[[ EXTRACT PROVIDED, beginning ]]

So, what makes Meller the consummate Scrabbler? “He has better analytical skills than almost any of the other top players. Even at a young age, he was methodical and patient with his decisions,” says Joe Edley, a professional Scrabble player and the first to win the National Scrabble Championship three times. “The other extraordinary thing about Mack,” Edley adds, “is that while he has these great mental abilities, he’s as likable as anyone I’ve ever met.”

Scrabble — the board game you played at your grandparents’ house, pre-mobile-phone and post-holiday meal — has developed a massive following since the advent of virtual Scrabble, Words With Friends and similar apps. NASPA, the North American Scrabble Players Association, has between 2,000 and 2,500 active paid members, and its database lists another 10,000 who compete in clubs, where membership is not required. Annual sales of Scrabble sets in North America hover around $1 million to $2 million (Hasbro keeps that proprietary information), and surveys show that one in three households owns one.

Amateur Scrabble players believe the game rests on a player’s intellect, command of the Oxford English Dictionary and a little bit of wile. They are wrong. Considering that a bag of 100 tiles can yield more than 16 billion combinations, a competitive player not only knows a whole lot of words but is likely a mathematician (like national champ Gibson) or a computer programmer. Advanced anagramming skills are also key. The word WORDSMITH, for example, can morph into MISTHROW, MISWORD, RIMSHOT and WORMISH — if a player sees this quickly, he or she has more time to strategize.

he calm before the score: Mack Meller at home in Bedford, New York.SOURCE SASHA MASLOV FOR OZY

he calm before the score: Mack Meller at home in Bedford, New York.SOURCE SASHA MASLOV FOR OZY

Meller, whose parents — dad is a bond trader, and mom is an artist — belonged to a Scrabble club in Bedford, New York, began playing the game at age 4. When he was 10, he entered his first tournament and lost the first game. But the kid “stayed focused to claw my way back,” he says. After notching seven straight wins, he learned a lesson that has carried him through more than 50 tournaments nationwide. “Whether it’s through making a mistake or just poor luck, you’re going to have bad games. You never know what you’re going to draw, and even if you’re down 150 points, the game isn’t over.”

[[ EXTRACT PROVIDED, end ]]
[[ PROVIDED RECORDS, beginning ]]

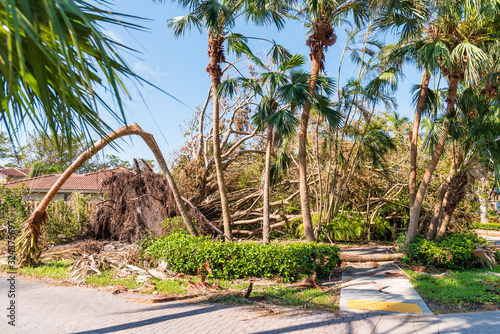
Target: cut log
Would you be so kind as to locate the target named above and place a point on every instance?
(346, 257)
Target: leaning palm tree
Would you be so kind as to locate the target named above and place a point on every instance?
(457, 41)
(218, 17)
(55, 61)
(28, 242)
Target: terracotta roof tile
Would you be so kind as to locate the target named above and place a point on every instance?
(89, 182)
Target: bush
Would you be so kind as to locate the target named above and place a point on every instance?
(487, 226)
(453, 252)
(233, 260)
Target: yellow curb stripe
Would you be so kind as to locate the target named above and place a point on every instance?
(371, 305)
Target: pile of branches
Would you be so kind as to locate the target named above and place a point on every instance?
(138, 200)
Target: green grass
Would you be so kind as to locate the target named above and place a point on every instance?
(459, 291)
(54, 270)
(487, 226)
(280, 294)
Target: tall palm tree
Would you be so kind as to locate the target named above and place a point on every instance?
(282, 90)
(28, 242)
(457, 41)
(55, 60)
(321, 16)
(218, 17)
(474, 131)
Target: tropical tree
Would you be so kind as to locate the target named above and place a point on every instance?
(27, 244)
(474, 132)
(457, 42)
(218, 17)
(55, 62)
(320, 16)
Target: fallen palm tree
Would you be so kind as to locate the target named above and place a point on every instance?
(137, 201)
(27, 245)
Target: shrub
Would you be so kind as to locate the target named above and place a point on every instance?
(453, 252)
(487, 226)
(233, 260)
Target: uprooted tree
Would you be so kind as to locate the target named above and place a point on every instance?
(136, 203)
(28, 242)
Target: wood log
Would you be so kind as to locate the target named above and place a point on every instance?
(346, 257)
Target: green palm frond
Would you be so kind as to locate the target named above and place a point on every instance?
(54, 62)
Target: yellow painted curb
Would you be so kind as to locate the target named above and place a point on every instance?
(371, 305)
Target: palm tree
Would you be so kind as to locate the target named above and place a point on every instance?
(217, 17)
(320, 16)
(28, 242)
(474, 131)
(457, 40)
(282, 92)
(54, 61)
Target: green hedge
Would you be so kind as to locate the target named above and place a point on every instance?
(487, 226)
(233, 260)
(453, 252)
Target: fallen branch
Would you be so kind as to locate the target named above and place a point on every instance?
(173, 298)
(333, 289)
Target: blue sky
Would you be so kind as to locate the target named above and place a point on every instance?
(178, 67)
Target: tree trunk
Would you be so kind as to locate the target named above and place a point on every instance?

[[ PROVIDED RECORDS, end ]]

▶ THE TASK: In the Scrabble article, which words does it say WORDSMITH can morph into? List them all.

▶ SOLUTION FOR THIS EXERCISE: MISTHROW, MISWORD, RIMSHOT, WORMISH